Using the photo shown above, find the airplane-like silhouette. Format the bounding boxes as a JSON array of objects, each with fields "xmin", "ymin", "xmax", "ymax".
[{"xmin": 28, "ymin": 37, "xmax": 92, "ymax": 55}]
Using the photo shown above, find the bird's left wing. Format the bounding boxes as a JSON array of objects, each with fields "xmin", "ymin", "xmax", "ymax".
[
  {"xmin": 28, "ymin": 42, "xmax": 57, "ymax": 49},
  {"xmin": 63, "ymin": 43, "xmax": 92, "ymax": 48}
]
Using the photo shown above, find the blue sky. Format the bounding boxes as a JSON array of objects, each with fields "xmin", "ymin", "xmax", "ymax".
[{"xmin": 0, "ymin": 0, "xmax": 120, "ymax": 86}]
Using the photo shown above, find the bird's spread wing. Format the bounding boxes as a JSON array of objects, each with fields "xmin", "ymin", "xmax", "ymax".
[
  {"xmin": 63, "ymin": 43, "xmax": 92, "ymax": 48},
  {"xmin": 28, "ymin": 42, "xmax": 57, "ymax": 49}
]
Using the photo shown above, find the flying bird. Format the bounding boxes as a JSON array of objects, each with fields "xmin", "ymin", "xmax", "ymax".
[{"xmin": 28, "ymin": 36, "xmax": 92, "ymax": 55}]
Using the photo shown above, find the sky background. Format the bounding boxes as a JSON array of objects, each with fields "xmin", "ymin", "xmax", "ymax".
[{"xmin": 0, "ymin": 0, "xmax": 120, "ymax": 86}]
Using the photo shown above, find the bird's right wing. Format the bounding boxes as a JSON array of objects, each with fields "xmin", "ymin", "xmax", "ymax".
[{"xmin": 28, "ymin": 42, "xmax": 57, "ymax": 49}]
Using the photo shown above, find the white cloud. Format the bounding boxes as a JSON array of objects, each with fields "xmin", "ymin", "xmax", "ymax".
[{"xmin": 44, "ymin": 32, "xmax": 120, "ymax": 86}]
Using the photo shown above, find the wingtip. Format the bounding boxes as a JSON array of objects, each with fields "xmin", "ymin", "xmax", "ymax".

.....

Goal of the exercise:
Can you copy all of the material above word for word, with no changes?

The result:
Using the photo shown above, find the airplane-like silhouette. Format the bounding boxes as a JSON array of objects, each with fields "xmin", "ymin", "xmax", "ymax".
[{"xmin": 28, "ymin": 37, "xmax": 92, "ymax": 55}]
Using the photo shown above, find the bird's left wing. Format the bounding boxes as a JSON array of objects, each with fields "xmin", "ymin", "xmax", "ymax".
[
  {"xmin": 28, "ymin": 42, "xmax": 57, "ymax": 49},
  {"xmin": 63, "ymin": 43, "xmax": 92, "ymax": 48}
]
Using the photo shown above, find the blue sky. Format the bounding boxes as a JSON array of objects, each with fields "xmin", "ymin", "xmax", "ymax".
[{"xmin": 0, "ymin": 0, "xmax": 120, "ymax": 86}]
Using the photo shown above, find the bird's spread wing. Format the bounding boxes as a JSON array of objects, each with fields "xmin", "ymin", "xmax", "ymax".
[
  {"xmin": 63, "ymin": 43, "xmax": 92, "ymax": 48},
  {"xmin": 28, "ymin": 42, "xmax": 57, "ymax": 49}
]
Using the photo shown above, find the flying bird. Format the bounding boxes as a JSON array of objects, each with fields "xmin", "ymin", "xmax", "ymax".
[{"xmin": 28, "ymin": 36, "xmax": 92, "ymax": 55}]
Using the photo shown above, find the sky background. Format the bounding boxes as a JSON array of objects, each with fields "xmin", "ymin", "xmax", "ymax".
[{"xmin": 0, "ymin": 0, "xmax": 120, "ymax": 86}]
Using the photo shown above, find the bird's right wing. Format the bounding boxes as a JSON array of objects, each with fields "xmin", "ymin", "xmax", "ymax".
[{"xmin": 28, "ymin": 42, "xmax": 57, "ymax": 49}]
Using the photo shown above, find the white cloud. Format the bounding boxes as a JSON array of objects, each with fields "xmin", "ymin", "xmax", "ymax".
[{"xmin": 44, "ymin": 32, "xmax": 120, "ymax": 86}]
Using the photo shown above, find the wingtip. Format the bounding boxes as a JSON array of objects, each with fields "xmin", "ymin", "xmax", "ymax".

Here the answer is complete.